* **任务要求**
从包含“Kindly mark the innermost point of each instance of the grass”的那一行起，到下方最后一行为止，原样返回这些行，首尾两行均包括在内。

________________________________________

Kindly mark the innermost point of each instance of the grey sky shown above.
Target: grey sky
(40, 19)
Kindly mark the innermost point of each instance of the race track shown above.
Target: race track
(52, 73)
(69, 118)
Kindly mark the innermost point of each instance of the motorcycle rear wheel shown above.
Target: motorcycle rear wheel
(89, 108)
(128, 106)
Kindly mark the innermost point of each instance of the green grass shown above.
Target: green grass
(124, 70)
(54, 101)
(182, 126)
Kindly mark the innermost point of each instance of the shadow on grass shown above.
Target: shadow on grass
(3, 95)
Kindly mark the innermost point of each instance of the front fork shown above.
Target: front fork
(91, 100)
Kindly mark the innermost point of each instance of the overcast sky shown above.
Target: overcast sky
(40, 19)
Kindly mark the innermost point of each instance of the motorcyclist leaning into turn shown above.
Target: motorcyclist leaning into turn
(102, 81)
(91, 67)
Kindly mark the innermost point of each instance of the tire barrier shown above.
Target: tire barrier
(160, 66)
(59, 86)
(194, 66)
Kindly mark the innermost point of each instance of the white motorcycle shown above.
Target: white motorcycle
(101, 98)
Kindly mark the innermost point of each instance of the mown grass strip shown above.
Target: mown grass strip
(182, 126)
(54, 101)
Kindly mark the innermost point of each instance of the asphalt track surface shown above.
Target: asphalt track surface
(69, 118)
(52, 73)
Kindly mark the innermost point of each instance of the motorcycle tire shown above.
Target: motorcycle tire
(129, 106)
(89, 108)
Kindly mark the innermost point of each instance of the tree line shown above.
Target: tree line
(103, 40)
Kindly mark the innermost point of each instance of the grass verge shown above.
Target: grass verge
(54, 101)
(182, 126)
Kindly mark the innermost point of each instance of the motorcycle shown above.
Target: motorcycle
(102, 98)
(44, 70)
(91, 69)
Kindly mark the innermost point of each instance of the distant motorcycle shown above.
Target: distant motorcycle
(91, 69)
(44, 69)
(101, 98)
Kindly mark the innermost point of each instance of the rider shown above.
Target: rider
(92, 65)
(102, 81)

________________________________________

* **正确答案**
Kindly mark the innermost point of each instance of the grass verge shown above.
Target: grass verge
(54, 101)
(182, 126)
Kindly mark the innermost point of each instance of the motorcycle shown above.
Target: motorcycle
(102, 98)
(44, 70)
(91, 69)
Kindly mark the innermost point of each instance of the distant motorcycle shown above.
Target: distant motorcycle
(91, 69)
(44, 69)
(101, 98)
Kindly mark the innermost point of each instance of the rider shown above.
Target: rider
(92, 65)
(102, 81)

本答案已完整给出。